• Provided material:
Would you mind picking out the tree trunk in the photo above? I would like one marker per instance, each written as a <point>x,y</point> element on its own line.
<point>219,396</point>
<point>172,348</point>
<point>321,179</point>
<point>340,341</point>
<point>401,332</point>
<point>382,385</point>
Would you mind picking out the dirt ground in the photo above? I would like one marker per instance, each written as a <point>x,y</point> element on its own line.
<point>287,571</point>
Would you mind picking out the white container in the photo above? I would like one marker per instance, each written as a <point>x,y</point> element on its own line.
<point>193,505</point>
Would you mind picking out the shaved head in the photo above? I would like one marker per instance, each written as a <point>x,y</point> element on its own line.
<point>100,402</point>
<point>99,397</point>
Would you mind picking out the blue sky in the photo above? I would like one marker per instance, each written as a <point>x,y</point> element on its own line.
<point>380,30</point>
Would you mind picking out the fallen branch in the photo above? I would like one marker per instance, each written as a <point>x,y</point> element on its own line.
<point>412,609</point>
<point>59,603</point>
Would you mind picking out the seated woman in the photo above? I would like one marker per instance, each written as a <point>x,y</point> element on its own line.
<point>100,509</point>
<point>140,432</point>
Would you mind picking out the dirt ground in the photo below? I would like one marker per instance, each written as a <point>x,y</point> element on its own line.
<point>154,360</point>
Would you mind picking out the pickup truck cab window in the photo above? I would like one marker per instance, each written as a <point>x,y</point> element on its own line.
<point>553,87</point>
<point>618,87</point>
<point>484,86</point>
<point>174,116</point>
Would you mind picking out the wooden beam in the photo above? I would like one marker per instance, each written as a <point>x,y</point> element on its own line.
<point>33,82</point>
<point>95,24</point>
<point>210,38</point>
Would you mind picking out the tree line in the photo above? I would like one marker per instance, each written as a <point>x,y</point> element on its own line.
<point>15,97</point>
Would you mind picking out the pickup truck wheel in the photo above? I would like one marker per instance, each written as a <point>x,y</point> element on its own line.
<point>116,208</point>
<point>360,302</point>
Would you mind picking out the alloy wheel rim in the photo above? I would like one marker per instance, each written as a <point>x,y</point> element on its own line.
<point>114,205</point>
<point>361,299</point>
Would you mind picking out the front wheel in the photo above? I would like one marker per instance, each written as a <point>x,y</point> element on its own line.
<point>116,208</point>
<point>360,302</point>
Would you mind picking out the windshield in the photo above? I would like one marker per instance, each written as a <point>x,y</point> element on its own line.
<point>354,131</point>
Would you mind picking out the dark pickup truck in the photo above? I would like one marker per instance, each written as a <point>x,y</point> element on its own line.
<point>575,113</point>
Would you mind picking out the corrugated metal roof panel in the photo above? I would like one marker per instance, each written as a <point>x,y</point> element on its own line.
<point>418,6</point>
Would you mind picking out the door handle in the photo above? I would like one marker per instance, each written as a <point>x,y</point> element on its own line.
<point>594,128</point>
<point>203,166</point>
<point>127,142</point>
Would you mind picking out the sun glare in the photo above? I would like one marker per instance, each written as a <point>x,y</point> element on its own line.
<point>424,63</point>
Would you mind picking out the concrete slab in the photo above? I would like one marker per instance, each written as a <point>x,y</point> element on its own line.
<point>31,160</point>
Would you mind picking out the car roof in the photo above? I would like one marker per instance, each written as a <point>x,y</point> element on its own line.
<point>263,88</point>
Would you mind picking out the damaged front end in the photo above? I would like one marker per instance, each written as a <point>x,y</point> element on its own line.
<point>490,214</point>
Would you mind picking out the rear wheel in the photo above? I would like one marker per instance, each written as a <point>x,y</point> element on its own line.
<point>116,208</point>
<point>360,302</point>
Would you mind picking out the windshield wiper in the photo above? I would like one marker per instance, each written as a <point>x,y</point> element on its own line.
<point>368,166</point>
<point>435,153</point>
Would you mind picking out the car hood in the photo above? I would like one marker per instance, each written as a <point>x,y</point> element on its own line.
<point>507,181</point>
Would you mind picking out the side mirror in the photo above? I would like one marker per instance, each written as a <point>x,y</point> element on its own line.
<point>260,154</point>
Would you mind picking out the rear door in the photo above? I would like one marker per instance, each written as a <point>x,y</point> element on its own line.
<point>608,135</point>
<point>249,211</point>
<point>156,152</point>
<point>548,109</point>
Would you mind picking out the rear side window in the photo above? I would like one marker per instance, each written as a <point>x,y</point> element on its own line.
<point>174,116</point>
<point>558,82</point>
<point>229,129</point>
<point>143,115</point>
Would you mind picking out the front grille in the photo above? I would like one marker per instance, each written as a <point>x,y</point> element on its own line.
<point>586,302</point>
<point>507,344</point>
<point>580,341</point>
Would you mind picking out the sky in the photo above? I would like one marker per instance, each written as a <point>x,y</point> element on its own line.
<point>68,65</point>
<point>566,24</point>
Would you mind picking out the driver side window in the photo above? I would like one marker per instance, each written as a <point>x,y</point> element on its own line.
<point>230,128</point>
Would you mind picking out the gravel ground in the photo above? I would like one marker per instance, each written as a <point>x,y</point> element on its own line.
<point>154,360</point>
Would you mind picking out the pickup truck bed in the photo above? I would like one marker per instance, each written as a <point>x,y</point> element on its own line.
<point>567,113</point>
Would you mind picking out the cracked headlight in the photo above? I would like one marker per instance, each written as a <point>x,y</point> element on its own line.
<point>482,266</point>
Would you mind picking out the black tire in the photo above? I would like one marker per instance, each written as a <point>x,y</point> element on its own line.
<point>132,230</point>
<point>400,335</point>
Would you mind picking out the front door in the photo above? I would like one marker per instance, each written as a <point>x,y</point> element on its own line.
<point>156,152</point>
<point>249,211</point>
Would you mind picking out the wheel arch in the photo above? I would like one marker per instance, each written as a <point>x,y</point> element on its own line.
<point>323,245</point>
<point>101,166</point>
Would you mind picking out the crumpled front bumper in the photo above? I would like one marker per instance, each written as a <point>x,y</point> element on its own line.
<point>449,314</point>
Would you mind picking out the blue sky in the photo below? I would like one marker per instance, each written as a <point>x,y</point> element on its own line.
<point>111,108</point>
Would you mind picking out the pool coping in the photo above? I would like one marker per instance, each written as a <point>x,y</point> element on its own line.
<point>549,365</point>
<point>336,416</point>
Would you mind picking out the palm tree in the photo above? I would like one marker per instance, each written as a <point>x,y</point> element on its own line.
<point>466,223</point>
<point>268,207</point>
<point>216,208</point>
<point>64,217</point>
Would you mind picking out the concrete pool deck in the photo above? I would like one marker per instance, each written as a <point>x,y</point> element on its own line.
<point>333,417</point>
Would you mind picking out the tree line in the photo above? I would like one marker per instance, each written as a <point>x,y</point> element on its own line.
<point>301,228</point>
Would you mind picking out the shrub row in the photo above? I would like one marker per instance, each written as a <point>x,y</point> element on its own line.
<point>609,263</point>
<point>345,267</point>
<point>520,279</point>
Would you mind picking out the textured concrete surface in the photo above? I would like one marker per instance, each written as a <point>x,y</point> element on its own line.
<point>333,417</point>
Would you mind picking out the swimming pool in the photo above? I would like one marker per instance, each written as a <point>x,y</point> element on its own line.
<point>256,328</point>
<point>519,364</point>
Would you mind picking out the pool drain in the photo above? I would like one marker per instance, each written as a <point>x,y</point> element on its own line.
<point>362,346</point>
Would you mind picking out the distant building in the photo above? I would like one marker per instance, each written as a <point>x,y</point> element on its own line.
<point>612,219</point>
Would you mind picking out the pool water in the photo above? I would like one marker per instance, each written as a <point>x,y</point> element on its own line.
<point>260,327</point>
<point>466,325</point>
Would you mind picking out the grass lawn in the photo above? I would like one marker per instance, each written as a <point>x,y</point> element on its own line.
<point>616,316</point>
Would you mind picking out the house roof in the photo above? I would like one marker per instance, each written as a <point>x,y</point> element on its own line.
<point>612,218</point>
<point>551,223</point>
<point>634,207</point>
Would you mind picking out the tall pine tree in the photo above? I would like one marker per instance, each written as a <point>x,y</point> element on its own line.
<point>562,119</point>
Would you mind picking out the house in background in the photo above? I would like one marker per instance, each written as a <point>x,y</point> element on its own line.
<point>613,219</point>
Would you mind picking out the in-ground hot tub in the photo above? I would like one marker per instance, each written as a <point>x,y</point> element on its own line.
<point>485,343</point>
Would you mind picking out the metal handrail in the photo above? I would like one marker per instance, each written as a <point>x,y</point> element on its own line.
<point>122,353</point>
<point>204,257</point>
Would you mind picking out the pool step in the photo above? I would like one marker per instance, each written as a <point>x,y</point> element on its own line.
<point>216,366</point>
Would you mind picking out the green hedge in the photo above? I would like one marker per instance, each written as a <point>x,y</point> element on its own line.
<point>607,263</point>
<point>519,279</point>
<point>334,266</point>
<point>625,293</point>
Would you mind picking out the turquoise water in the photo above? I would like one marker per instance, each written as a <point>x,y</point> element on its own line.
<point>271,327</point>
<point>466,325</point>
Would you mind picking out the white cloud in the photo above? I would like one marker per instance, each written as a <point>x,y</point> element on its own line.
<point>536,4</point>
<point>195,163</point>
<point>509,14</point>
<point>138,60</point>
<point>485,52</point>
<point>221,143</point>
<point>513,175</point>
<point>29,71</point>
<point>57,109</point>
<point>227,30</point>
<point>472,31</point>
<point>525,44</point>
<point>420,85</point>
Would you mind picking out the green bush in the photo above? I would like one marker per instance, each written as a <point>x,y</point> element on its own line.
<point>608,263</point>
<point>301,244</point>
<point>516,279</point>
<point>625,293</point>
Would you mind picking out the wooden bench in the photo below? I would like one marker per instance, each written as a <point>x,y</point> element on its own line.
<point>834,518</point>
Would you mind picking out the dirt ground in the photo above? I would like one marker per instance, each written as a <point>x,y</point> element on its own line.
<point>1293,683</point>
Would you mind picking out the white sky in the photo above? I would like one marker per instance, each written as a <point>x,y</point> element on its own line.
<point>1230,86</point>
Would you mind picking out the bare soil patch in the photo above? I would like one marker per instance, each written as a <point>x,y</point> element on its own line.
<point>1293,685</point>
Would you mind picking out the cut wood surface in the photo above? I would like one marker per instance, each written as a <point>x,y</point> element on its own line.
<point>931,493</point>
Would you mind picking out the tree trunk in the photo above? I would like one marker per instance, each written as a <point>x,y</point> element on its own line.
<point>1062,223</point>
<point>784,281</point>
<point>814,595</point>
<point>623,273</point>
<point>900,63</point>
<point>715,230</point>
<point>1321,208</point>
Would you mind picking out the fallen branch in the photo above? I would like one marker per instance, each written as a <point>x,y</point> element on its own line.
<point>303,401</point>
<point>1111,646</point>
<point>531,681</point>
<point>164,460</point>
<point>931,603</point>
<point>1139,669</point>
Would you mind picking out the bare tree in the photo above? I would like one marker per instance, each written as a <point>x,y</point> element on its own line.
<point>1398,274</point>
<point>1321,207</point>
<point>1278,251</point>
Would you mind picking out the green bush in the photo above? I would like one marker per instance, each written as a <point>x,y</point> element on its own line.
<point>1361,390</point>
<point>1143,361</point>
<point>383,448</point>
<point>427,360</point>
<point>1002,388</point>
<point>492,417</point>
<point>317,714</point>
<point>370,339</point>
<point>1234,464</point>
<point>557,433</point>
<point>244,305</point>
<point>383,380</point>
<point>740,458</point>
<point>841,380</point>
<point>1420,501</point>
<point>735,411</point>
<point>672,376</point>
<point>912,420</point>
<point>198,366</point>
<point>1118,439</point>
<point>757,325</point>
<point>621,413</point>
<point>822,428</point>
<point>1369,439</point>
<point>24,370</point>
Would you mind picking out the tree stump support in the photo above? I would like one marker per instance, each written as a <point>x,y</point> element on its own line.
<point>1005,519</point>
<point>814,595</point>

• What you should do: Start at the line with "Would you mind picking out the tree stump" and stop at the end of the records. Write those lines out exactly and add nothing.

• Output below:
Would you mind picking out the tree stump support in the photo above? I would like one marker per instance, each written as a <point>x,y</point> element on its own line.
<point>1005,519</point>
<point>814,595</point>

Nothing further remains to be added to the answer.